Skip to content

SLO Agent Guide

The SLO Agent helps you determine appropriate Service Level Objective (SLO) targets for your services by analyzing code patterns, repository structure, and deployment context. This guide covers everything from quick starts to advanced integration.

What is an SLO?

A Service Level Objective (SLO) is a target level of service performance. It defines what "good" looks like for your service:

  • Availability — "The service is up and responding" (e.g., 99.9%)
  • Latency — "Requests complete quickly" (e.g., p99 < 200ms)
  • Error Rate — "Requests succeed" (e.g., < 0.1% errors)

SLOs are not guesses—they should be based on business impact and service characteristics.


Overview

The SLO Agent analyzes:

  • Code patterns: Database calls, HTTP requests, caching, retry logic, error handling, monitoring
  • Repository structure: Tests, Docker, Kubernetes, monitoring setup
  • Service type: Explicitly provided or auto-detected from code
  • Context: User count, service criticality, business impact

It then recommends SLO targets with confidence scores and actionable recommendations.


Service Types

Understanding your service type is key to appropriate SLOs.

SaaS (User-Facing Services)

- [DATA BLOCK]
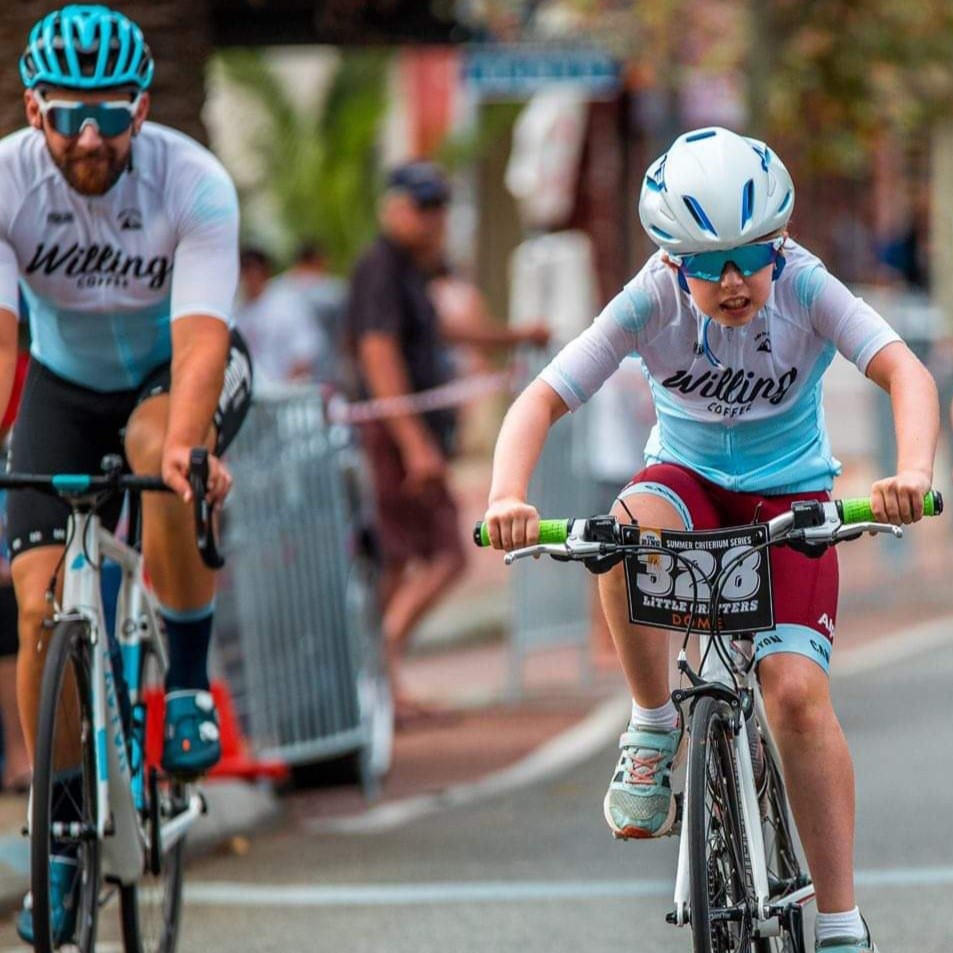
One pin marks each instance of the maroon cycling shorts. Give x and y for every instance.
(804, 588)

- [TASK INSTRUCTIONS]
[A] In the SLO Agent guide, what example figure is given for an availability target?
[B] Copy out, word for word, everything in the SLO Agent guide from "What is an SLO?" down to "< 0.1% errors)".

- [EXPECTED ANSWERS]
[A] 99.9%

[B]
What is an SLO?

A Service Level Objective (SLO) is a target level of service performance. It defines what "good" looks like for your service:

  • Availability — "The service is up and responding" (e.g., 99.9%)
  • Latency — "Requests complete quickly" (e.g., p99 < 200ms)
  • Error Rate — "Requests succeed" (e.g., < 0.1% errors)